The input »
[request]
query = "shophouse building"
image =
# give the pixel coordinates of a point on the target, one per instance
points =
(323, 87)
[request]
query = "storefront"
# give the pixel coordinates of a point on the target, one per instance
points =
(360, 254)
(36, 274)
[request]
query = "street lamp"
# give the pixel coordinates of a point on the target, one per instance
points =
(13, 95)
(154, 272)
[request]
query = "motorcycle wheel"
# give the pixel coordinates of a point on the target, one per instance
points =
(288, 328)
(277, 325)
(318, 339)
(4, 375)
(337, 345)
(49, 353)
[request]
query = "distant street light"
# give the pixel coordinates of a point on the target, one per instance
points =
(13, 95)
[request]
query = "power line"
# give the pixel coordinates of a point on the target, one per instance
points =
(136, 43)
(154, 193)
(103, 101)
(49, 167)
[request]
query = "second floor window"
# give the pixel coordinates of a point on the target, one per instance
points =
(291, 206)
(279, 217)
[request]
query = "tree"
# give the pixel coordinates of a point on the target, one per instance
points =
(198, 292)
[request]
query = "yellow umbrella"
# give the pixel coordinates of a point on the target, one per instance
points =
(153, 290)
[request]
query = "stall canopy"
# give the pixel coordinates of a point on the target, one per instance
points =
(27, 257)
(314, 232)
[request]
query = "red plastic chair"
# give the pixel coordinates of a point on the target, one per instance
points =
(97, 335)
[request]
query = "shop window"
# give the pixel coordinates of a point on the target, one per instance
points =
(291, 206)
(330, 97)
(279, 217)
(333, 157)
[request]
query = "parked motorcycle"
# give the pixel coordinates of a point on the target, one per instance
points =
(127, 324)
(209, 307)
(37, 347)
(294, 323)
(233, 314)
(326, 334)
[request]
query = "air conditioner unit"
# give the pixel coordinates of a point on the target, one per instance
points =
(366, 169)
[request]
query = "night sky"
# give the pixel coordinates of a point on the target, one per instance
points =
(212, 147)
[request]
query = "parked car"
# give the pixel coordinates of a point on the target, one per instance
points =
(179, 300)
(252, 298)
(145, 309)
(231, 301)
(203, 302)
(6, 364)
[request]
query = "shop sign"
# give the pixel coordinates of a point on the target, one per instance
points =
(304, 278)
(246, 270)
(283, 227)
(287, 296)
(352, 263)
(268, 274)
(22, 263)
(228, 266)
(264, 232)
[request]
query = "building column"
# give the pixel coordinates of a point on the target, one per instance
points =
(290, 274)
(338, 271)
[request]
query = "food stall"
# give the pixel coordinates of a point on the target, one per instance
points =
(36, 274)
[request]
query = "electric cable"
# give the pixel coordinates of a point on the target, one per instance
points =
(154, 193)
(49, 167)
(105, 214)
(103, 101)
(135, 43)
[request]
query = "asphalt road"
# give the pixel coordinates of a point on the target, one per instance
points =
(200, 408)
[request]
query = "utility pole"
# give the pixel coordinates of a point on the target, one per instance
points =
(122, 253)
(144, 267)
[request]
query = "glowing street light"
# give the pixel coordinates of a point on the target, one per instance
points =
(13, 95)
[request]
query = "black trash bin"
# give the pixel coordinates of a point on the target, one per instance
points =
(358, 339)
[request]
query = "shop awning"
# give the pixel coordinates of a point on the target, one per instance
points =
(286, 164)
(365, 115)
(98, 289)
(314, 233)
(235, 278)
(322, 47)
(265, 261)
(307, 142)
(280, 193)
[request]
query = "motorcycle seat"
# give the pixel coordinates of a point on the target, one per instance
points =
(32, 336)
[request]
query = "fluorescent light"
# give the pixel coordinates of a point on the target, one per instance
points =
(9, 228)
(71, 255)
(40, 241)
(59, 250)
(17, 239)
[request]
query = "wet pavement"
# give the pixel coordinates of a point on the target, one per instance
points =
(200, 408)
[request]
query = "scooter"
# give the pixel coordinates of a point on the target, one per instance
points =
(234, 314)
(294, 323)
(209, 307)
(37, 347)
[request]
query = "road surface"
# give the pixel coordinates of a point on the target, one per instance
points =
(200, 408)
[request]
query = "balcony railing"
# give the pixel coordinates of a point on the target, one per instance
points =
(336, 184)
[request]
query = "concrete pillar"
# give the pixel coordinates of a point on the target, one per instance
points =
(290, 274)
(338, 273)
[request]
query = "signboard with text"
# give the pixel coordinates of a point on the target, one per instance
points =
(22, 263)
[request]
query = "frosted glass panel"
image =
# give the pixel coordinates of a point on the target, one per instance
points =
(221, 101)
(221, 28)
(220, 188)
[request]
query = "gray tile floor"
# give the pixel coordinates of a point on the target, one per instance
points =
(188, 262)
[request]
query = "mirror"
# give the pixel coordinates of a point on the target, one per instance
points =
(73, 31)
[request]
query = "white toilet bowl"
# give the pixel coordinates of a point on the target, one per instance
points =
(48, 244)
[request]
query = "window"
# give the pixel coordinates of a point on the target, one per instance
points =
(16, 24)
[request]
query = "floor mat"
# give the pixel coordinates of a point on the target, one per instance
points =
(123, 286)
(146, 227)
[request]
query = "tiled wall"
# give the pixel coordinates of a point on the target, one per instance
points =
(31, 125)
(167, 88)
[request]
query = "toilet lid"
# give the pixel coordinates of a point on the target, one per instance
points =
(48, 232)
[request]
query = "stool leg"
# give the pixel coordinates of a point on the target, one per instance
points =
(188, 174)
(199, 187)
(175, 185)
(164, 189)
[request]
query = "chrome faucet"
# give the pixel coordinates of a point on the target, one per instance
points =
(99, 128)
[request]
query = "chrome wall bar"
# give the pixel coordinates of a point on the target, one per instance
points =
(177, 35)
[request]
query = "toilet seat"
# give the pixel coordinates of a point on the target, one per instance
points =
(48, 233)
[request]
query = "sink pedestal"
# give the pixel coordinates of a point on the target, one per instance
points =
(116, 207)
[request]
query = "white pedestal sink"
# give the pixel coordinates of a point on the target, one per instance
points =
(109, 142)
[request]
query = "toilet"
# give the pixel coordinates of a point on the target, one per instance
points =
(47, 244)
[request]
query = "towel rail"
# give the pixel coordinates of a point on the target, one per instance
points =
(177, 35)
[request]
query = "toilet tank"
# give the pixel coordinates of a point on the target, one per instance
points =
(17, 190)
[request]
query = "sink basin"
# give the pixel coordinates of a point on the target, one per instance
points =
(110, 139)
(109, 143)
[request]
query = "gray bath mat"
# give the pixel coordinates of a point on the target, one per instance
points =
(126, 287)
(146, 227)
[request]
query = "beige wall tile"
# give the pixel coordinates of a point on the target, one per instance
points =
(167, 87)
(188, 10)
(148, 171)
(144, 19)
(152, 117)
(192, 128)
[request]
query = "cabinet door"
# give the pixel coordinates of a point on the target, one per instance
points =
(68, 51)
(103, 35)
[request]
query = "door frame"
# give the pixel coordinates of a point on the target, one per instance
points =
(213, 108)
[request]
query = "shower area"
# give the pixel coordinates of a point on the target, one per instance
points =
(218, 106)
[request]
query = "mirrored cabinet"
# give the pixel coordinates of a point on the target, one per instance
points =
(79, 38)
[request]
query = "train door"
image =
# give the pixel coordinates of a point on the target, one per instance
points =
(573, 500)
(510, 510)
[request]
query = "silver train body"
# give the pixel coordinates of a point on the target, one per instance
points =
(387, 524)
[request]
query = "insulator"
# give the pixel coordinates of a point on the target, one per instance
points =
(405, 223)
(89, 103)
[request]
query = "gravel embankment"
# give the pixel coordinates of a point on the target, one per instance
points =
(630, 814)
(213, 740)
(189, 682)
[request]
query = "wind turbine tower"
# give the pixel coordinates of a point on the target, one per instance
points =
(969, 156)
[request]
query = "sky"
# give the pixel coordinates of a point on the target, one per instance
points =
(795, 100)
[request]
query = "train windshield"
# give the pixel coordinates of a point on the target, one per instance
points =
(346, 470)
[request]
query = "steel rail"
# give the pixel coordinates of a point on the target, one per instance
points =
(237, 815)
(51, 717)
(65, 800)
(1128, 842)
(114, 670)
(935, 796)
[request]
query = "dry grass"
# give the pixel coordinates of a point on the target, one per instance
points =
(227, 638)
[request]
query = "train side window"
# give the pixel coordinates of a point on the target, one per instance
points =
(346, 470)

Exercise details » Please find every line in the listing above that contains the word "window" and copy each of those lines.

Worked solution »
query = "second floor window"
query = "shop window"
query = "window"
query = "train side window"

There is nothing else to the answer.